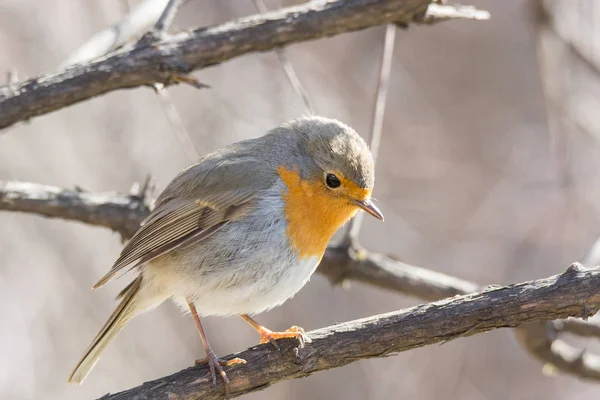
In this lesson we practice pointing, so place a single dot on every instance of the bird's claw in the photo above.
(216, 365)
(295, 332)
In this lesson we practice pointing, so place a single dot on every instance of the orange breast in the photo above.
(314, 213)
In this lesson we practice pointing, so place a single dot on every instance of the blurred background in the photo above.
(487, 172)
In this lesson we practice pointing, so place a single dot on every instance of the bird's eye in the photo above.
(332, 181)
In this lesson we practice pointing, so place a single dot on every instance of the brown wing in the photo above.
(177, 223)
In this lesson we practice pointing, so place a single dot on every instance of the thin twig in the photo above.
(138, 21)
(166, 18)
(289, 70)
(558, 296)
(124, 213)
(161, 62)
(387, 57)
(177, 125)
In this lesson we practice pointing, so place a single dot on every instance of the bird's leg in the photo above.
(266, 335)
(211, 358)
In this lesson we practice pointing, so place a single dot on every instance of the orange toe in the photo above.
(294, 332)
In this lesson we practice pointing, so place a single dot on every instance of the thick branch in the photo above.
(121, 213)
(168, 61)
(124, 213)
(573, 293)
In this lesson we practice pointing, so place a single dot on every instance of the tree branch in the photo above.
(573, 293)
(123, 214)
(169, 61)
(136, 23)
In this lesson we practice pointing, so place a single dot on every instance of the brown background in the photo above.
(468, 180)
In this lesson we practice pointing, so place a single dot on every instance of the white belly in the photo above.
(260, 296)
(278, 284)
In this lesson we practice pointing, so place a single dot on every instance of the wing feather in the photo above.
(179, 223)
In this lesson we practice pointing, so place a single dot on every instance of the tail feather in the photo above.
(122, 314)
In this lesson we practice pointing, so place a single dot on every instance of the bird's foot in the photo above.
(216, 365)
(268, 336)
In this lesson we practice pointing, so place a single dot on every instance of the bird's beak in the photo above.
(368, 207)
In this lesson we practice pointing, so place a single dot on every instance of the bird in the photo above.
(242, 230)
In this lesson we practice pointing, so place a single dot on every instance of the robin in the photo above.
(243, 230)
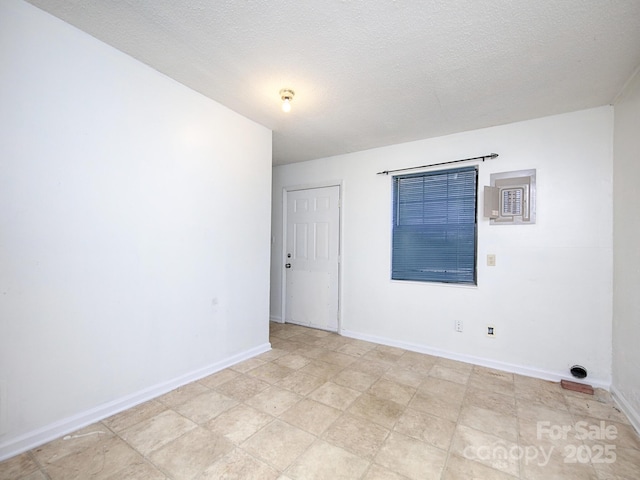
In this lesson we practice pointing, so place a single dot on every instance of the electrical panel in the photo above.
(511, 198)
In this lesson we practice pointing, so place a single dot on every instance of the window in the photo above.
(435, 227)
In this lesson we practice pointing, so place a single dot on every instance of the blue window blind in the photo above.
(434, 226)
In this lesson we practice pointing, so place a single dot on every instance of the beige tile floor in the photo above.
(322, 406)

※

▶ **What you have to do**
Restate, word for word, each line from the one with "wing feather in the photo above." to the end of the entries, both included, and keep every picture out.

▶ **Completed task**
In this lesson we practice pointing, so place a single dot on every instance of the wing feather in the photo above.
(179, 223)
In this lesson we practice pointing, so place a single dot on every instance of the tail feather in the photo above.
(122, 314)
In this lesson we practice pointing, so place a single dot on every instance of the bird's foot in the photo above.
(216, 365)
(268, 336)
In this lesson we practice pointing, so place a single dot on every instance of the bird's beak in the photo above.
(368, 207)
In this lesson we practice pointing, so place a single dot on every instance of the bird in the photo above.
(242, 230)
In this lesson we practice pointing, so place a single dot on every instance of the robin in the photo above.
(243, 230)
In this lesson we practice pointing, so place a single dot on every instance of the electrical panel in the photo above.
(511, 198)
In this lesson we practice pointing, so place a single dot on every instance of the window in the photo above.
(435, 227)
In this lesson we practice pointing, so place a single dot on every instance of the blue window blind in the photo above.
(434, 226)
In this lesson we practice pointing, so place a single dot on every instance of the beige tile floor in the photo above.
(322, 406)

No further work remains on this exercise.